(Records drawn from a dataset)
»»
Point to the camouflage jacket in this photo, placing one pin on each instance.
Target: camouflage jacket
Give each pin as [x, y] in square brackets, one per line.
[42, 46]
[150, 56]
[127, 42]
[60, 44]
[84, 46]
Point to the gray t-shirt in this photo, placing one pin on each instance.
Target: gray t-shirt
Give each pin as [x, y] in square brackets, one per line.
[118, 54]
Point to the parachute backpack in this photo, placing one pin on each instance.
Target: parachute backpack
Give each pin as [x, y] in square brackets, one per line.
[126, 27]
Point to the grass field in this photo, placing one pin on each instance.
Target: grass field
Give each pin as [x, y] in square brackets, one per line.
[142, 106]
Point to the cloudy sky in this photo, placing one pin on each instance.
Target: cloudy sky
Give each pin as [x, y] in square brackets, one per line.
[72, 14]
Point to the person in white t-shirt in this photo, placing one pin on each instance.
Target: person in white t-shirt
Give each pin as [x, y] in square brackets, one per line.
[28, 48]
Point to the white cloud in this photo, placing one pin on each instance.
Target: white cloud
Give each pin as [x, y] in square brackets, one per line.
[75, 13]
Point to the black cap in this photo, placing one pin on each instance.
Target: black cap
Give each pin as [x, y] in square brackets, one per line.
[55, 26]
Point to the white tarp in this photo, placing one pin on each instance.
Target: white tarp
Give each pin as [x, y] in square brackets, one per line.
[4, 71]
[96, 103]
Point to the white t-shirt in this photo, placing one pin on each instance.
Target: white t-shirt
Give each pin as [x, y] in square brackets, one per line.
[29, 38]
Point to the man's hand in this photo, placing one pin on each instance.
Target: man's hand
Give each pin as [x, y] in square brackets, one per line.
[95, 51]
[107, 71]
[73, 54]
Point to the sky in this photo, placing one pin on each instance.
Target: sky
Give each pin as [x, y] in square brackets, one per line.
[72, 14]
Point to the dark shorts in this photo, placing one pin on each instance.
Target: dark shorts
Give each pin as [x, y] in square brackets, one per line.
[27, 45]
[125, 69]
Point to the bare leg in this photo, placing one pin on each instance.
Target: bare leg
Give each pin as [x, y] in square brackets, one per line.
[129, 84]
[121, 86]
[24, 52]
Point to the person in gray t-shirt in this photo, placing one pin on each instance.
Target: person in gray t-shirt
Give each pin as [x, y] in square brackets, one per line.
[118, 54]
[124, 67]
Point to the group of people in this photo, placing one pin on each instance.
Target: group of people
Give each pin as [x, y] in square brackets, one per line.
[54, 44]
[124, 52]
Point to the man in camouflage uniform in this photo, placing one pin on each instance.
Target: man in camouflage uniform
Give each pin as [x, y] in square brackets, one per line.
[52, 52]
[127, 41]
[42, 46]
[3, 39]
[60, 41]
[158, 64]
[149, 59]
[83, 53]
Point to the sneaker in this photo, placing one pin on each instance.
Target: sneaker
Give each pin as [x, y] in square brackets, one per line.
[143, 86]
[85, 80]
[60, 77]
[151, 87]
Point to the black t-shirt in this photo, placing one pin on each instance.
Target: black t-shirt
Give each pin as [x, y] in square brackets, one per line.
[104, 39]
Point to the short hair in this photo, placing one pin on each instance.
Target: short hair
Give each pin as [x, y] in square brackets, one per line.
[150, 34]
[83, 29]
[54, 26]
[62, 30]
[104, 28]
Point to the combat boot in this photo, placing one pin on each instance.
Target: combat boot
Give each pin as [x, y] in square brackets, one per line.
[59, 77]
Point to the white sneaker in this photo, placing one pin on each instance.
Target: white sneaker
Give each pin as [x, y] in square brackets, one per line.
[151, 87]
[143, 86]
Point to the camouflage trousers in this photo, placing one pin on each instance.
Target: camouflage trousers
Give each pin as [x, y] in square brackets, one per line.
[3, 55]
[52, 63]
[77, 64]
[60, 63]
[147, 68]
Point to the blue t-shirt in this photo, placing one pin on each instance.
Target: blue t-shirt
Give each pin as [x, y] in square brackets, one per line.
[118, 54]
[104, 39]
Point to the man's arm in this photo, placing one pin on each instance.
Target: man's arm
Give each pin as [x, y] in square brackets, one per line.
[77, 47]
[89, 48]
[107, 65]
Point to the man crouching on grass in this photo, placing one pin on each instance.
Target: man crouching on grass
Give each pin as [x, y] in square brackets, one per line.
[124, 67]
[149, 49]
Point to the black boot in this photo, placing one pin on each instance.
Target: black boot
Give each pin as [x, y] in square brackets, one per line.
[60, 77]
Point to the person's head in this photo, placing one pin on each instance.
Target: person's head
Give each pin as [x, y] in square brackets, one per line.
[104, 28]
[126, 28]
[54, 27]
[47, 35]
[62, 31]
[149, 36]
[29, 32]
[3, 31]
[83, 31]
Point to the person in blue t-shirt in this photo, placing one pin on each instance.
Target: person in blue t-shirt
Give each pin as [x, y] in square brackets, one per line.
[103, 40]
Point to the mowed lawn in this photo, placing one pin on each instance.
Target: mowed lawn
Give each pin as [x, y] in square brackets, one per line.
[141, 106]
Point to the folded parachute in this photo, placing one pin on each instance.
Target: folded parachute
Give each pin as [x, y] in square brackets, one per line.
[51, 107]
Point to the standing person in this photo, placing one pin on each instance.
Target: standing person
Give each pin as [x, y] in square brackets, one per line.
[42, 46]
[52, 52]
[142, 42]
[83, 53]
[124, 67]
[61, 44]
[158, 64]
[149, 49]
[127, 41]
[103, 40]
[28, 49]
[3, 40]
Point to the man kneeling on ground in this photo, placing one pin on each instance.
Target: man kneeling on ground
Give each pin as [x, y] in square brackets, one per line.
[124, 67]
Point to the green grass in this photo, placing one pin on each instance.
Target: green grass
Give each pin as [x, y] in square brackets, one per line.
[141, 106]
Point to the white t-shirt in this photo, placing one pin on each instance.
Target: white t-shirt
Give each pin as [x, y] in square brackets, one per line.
««
• _What is needed_: When the string "hand" appears in a line of the records above, that line is to be copied.

• _Result_:
Point to the man's hand in this photo, placing one pin on each instance.
Target: man's hand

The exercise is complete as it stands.